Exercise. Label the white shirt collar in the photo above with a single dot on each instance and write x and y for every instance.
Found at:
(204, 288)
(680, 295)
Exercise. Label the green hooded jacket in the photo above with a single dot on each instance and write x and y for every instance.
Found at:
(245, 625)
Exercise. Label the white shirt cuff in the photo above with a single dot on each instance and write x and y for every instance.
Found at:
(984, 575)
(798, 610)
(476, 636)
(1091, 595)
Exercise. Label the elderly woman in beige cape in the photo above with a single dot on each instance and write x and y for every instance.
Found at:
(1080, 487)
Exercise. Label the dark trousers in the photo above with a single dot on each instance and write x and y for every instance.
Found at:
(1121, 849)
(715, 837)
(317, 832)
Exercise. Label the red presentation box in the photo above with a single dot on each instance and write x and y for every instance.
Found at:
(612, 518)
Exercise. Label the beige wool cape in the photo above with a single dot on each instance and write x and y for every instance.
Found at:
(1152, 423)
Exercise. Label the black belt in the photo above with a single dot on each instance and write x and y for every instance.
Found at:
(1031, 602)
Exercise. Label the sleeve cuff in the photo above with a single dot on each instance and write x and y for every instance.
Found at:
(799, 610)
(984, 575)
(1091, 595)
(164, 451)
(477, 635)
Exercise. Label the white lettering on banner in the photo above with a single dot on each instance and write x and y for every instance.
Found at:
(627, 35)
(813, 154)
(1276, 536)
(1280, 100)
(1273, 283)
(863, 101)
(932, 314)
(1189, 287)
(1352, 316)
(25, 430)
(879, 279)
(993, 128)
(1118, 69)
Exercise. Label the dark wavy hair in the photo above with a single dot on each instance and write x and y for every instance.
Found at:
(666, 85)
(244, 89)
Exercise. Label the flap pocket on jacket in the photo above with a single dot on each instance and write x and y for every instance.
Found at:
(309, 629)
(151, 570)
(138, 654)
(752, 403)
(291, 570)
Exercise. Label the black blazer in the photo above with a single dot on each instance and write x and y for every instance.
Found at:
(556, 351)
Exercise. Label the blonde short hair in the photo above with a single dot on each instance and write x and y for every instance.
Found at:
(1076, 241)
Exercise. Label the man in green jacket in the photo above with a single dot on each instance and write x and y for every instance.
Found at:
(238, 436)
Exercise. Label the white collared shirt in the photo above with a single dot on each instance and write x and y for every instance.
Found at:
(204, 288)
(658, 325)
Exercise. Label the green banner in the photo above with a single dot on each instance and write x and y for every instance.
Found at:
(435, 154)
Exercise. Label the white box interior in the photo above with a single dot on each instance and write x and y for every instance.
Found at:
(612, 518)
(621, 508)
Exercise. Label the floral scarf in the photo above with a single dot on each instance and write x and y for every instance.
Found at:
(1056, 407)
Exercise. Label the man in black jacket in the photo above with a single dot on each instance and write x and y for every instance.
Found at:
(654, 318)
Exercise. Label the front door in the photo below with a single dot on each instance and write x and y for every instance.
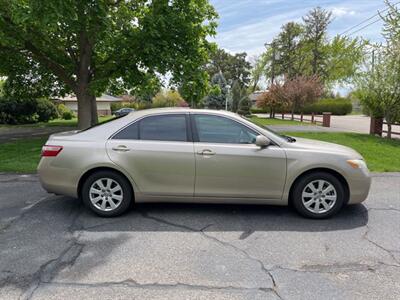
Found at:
(229, 164)
(157, 152)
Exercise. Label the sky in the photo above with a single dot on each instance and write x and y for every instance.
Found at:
(245, 25)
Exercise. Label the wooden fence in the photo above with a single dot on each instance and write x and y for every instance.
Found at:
(378, 126)
(324, 119)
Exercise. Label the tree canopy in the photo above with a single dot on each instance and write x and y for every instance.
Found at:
(233, 67)
(86, 46)
(304, 49)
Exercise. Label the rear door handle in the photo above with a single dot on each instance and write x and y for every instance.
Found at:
(206, 152)
(121, 148)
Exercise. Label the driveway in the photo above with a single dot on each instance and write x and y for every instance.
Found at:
(52, 248)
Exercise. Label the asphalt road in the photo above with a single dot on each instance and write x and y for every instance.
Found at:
(52, 248)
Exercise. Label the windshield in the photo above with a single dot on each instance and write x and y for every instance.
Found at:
(277, 134)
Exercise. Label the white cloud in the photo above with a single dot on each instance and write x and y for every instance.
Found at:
(251, 37)
(338, 12)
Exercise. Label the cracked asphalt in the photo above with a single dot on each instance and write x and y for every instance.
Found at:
(52, 248)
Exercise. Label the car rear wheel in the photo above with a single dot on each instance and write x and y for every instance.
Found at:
(107, 193)
(318, 195)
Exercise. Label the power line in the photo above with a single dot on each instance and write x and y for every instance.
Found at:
(366, 20)
(369, 24)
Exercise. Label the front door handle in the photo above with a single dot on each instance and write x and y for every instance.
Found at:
(206, 152)
(121, 148)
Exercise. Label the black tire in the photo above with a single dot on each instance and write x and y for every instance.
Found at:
(126, 194)
(301, 184)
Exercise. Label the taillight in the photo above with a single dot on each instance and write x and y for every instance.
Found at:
(48, 150)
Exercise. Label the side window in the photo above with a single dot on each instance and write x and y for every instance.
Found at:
(164, 128)
(129, 133)
(215, 129)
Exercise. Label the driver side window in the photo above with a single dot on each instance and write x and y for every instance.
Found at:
(216, 129)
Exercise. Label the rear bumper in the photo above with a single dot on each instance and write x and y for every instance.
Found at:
(359, 186)
(57, 180)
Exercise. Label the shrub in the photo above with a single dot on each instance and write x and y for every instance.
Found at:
(244, 107)
(64, 112)
(256, 110)
(67, 115)
(115, 106)
(45, 110)
(338, 106)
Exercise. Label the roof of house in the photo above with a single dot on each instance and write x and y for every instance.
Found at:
(253, 96)
(102, 98)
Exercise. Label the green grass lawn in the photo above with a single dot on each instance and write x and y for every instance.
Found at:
(268, 121)
(21, 156)
(382, 155)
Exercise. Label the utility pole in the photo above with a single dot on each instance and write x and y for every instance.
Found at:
(273, 60)
(373, 60)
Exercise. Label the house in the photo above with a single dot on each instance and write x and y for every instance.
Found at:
(103, 103)
(254, 96)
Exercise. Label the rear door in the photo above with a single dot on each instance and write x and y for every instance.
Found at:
(229, 164)
(157, 151)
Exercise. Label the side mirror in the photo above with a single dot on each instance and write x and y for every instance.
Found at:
(262, 141)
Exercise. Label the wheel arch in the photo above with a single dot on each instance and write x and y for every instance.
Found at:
(339, 176)
(91, 171)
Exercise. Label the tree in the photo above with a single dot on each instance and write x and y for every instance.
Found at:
(289, 45)
(2, 83)
(293, 94)
(87, 45)
(378, 87)
(257, 71)
(316, 24)
(303, 49)
(302, 90)
(238, 93)
(271, 100)
(168, 98)
(244, 106)
(218, 94)
(233, 67)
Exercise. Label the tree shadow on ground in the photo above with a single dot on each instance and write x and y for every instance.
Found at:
(217, 217)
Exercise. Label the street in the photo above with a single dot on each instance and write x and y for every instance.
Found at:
(53, 248)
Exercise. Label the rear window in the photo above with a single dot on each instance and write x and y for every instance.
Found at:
(129, 133)
(164, 128)
(156, 128)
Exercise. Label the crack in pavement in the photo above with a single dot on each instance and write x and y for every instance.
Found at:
(335, 268)
(67, 257)
(365, 236)
(223, 243)
(134, 284)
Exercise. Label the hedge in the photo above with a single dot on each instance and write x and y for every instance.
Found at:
(339, 107)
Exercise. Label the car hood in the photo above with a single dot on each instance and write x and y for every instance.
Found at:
(319, 146)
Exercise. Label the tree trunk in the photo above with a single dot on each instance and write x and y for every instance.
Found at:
(389, 134)
(94, 119)
(87, 108)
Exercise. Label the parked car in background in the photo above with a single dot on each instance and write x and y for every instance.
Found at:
(123, 111)
(188, 155)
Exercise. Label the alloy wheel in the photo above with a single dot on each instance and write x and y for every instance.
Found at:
(319, 196)
(106, 194)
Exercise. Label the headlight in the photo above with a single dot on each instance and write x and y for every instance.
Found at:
(357, 163)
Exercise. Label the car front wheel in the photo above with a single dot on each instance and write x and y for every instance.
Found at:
(318, 195)
(107, 193)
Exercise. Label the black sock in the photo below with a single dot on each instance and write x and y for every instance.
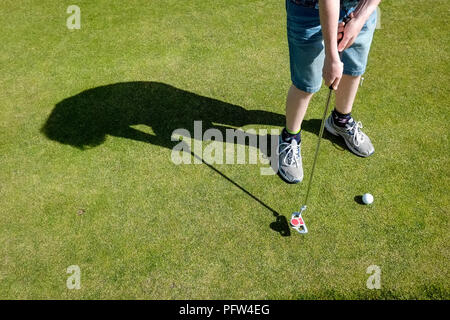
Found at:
(287, 137)
(341, 119)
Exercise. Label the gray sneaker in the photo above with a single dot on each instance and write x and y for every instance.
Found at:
(290, 161)
(356, 140)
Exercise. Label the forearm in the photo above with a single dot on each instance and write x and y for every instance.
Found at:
(365, 8)
(329, 17)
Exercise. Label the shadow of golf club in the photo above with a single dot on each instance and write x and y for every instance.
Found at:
(280, 225)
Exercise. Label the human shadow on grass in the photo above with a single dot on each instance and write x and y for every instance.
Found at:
(86, 119)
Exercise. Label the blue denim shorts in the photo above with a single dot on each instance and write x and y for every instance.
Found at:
(306, 47)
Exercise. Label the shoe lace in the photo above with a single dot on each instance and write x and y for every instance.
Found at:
(292, 153)
(355, 130)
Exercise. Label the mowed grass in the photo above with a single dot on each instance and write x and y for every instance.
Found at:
(154, 230)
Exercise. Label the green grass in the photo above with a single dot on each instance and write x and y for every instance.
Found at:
(152, 229)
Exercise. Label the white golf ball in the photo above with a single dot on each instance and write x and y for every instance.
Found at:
(367, 198)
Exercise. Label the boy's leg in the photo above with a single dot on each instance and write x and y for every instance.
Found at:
(296, 104)
(340, 122)
(306, 61)
(346, 93)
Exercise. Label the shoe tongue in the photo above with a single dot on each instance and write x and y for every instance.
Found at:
(349, 124)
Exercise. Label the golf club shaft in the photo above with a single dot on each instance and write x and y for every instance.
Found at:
(322, 125)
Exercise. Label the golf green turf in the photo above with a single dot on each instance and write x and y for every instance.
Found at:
(109, 199)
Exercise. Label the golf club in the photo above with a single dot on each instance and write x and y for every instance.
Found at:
(297, 221)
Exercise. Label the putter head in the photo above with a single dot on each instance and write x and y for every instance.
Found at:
(297, 221)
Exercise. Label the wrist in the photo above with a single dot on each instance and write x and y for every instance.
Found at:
(332, 55)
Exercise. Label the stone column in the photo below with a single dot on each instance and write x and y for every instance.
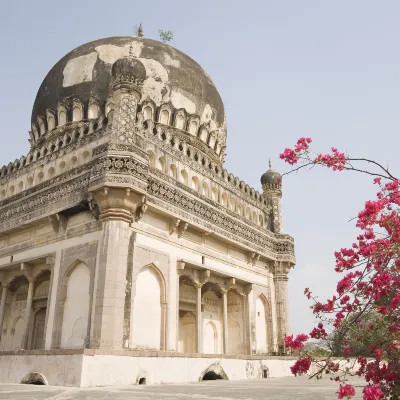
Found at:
(3, 304)
(199, 319)
(248, 318)
(225, 318)
(28, 310)
(50, 261)
(117, 208)
(281, 298)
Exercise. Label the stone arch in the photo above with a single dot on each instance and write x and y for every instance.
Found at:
(160, 165)
(152, 158)
(193, 127)
(75, 301)
(206, 189)
(165, 117)
(147, 112)
(17, 332)
(94, 108)
(195, 183)
(224, 200)
(264, 339)
(34, 378)
(184, 177)
(150, 309)
(77, 110)
(210, 338)
(38, 332)
(187, 332)
(62, 117)
(51, 121)
(214, 194)
(180, 121)
(213, 372)
(173, 171)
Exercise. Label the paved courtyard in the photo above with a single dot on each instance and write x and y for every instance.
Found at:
(266, 389)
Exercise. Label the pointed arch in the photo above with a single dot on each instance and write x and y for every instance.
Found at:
(75, 306)
(210, 338)
(149, 309)
(264, 326)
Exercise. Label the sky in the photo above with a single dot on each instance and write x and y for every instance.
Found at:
(284, 69)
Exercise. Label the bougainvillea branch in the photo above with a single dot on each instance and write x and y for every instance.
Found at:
(369, 285)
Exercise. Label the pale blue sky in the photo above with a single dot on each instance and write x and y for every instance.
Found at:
(284, 69)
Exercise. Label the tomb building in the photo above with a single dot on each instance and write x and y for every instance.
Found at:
(128, 253)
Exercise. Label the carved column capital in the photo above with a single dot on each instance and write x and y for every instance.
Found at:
(118, 204)
(50, 261)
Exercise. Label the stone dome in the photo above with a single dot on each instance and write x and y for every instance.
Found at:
(129, 66)
(170, 77)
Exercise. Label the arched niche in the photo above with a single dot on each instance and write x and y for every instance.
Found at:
(206, 190)
(17, 333)
(149, 309)
(160, 164)
(210, 338)
(77, 111)
(51, 120)
(75, 306)
(184, 178)
(195, 183)
(187, 331)
(94, 108)
(147, 112)
(263, 326)
(173, 171)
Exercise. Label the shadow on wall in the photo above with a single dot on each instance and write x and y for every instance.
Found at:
(213, 372)
(34, 378)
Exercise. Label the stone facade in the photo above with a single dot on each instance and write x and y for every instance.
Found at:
(122, 231)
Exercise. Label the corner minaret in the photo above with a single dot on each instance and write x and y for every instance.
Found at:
(271, 183)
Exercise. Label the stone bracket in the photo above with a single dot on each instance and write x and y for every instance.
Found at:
(141, 210)
(253, 258)
(58, 222)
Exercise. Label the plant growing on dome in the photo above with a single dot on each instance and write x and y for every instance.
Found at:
(366, 305)
(165, 36)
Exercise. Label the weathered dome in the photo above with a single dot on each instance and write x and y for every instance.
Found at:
(271, 178)
(169, 76)
(129, 66)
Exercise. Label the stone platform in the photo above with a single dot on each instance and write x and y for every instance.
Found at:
(90, 368)
(272, 389)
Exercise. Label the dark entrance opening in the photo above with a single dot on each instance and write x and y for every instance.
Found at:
(211, 376)
(34, 378)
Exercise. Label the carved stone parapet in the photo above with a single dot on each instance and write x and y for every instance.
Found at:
(141, 209)
(58, 222)
(281, 271)
(117, 203)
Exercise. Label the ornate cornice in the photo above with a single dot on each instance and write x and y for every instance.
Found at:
(173, 199)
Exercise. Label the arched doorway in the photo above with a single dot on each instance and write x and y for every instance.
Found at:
(187, 332)
(18, 333)
(210, 339)
(261, 326)
(148, 310)
(76, 307)
(235, 338)
(38, 329)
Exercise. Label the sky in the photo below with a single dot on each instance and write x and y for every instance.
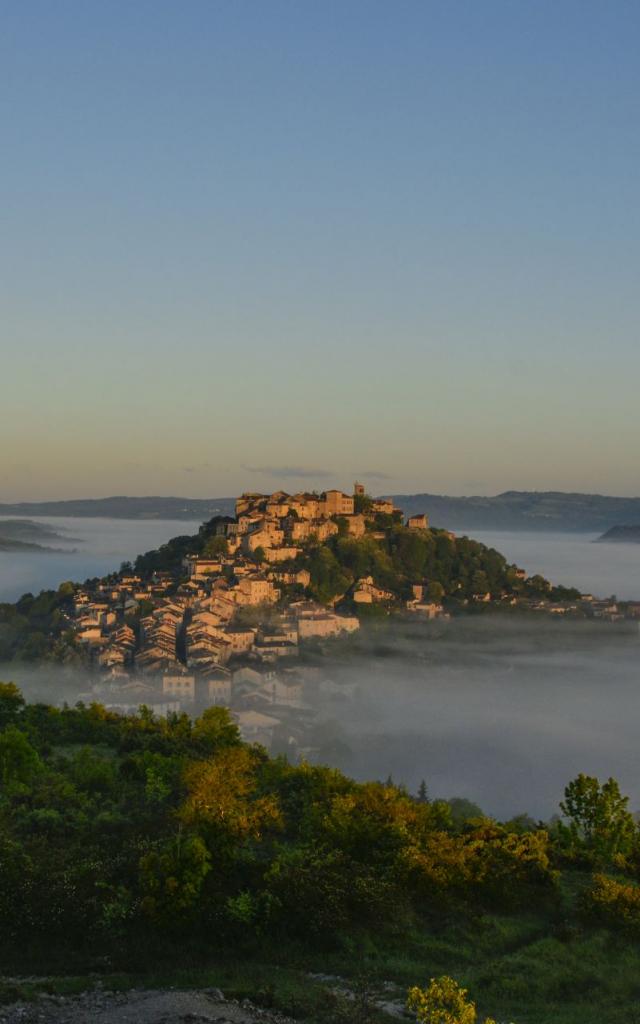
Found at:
(249, 245)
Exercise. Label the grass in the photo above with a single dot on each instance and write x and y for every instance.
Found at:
(527, 969)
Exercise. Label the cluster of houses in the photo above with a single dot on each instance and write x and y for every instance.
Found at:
(193, 638)
(216, 632)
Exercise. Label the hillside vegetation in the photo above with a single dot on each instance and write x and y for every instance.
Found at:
(165, 845)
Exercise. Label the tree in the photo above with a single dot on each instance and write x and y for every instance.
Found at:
(11, 704)
(215, 730)
(18, 761)
(443, 1001)
(599, 819)
(215, 546)
(423, 793)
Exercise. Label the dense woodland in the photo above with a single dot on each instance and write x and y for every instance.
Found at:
(141, 841)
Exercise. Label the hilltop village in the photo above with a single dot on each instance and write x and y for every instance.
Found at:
(237, 614)
(227, 626)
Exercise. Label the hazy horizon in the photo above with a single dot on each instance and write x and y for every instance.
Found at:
(251, 243)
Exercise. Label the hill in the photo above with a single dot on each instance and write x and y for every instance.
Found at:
(621, 535)
(122, 507)
(549, 510)
(169, 848)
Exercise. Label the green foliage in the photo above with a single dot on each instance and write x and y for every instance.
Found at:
(11, 704)
(443, 1001)
(148, 840)
(614, 903)
(600, 823)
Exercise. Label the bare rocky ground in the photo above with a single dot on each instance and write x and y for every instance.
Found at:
(139, 1007)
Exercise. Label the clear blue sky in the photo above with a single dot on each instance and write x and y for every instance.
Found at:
(256, 244)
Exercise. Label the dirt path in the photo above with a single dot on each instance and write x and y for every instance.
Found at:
(173, 1007)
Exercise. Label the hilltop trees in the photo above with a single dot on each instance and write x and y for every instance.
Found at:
(600, 823)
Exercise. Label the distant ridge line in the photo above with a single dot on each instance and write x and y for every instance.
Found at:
(522, 510)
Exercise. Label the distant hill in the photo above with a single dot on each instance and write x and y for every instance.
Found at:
(121, 507)
(547, 510)
(621, 535)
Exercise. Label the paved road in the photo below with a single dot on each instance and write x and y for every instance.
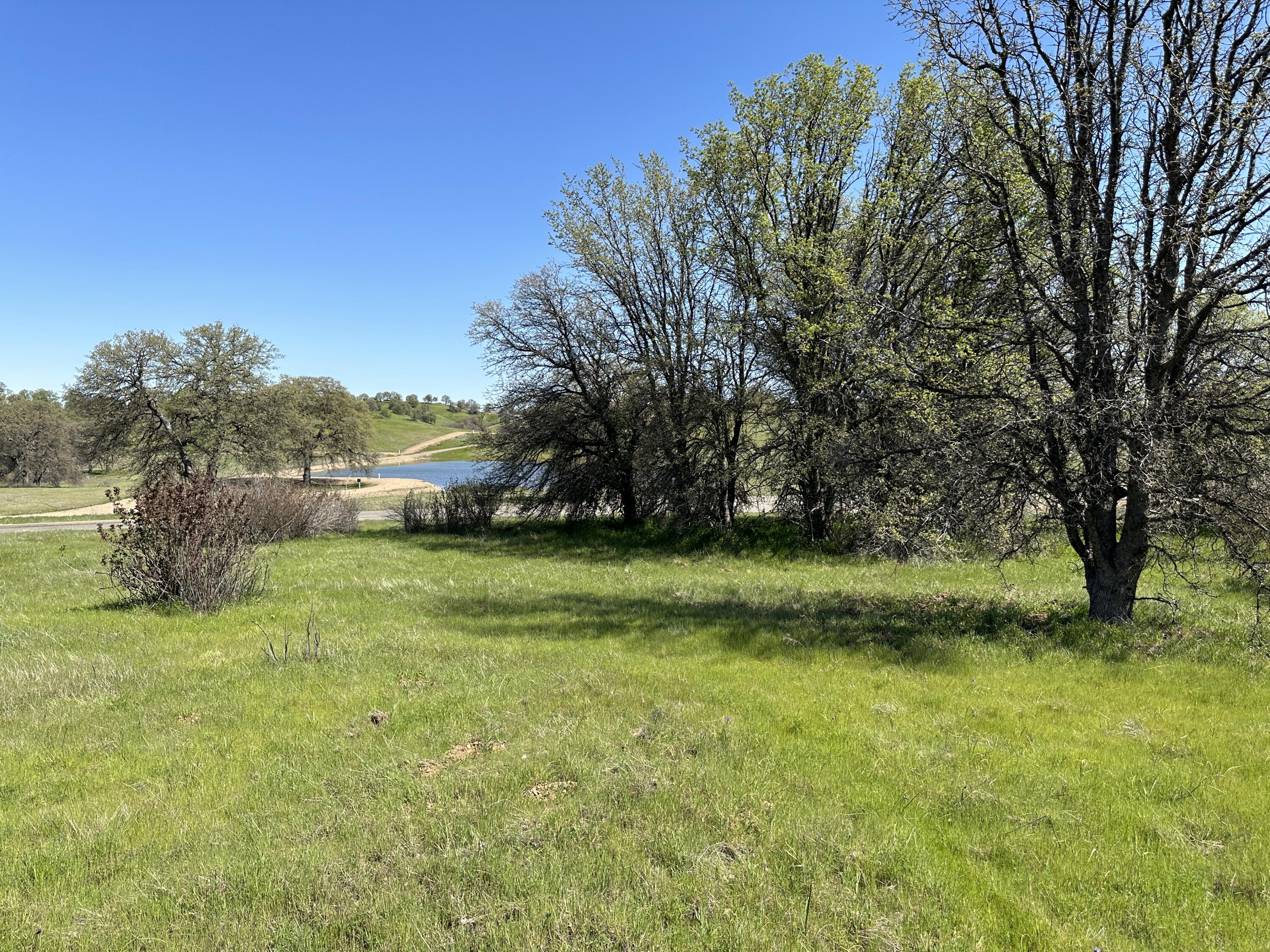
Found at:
(370, 515)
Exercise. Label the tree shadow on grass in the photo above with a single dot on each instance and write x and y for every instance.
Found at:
(604, 541)
(926, 629)
(921, 630)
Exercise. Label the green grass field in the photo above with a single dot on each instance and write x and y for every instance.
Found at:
(597, 740)
(461, 450)
(395, 433)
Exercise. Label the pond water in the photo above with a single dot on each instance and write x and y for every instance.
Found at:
(440, 474)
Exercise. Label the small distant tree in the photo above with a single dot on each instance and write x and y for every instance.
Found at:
(320, 419)
(187, 405)
(36, 440)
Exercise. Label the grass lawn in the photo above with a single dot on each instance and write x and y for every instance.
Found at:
(597, 740)
(23, 501)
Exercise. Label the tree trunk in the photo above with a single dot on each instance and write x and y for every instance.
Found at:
(817, 506)
(1113, 588)
(630, 506)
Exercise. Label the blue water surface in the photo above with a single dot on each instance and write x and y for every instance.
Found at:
(440, 474)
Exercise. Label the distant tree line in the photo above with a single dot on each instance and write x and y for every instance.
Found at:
(39, 440)
(1022, 290)
(196, 405)
(205, 403)
(388, 403)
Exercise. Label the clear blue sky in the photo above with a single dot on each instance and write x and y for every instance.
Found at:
(343, 178)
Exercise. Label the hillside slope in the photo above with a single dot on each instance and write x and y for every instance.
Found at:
(395, 433)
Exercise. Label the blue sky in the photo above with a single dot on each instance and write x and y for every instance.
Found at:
(343, 178)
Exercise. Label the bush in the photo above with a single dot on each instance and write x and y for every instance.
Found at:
(279, 509)
(459, 509)
(190, 541)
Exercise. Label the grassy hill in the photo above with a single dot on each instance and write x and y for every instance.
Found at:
(395, 433)
(590, 739)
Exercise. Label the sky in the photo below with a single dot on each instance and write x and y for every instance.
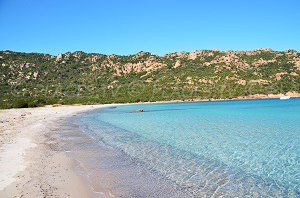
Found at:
(158, 26)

● ● ● ●

Problem:
Pull out every line of the records that includes the string "front".

Exercise answer:
Exercise. Label the front door in the photo below with a single dot on each instance and write x and y for every instance.
Exercise. Label the front door handle in the photo above with a single dot on each instance and write x and y for every instance.
Exercise. Label the car front wheel in the photo above with a single dot on each instance and write x and y for every instance.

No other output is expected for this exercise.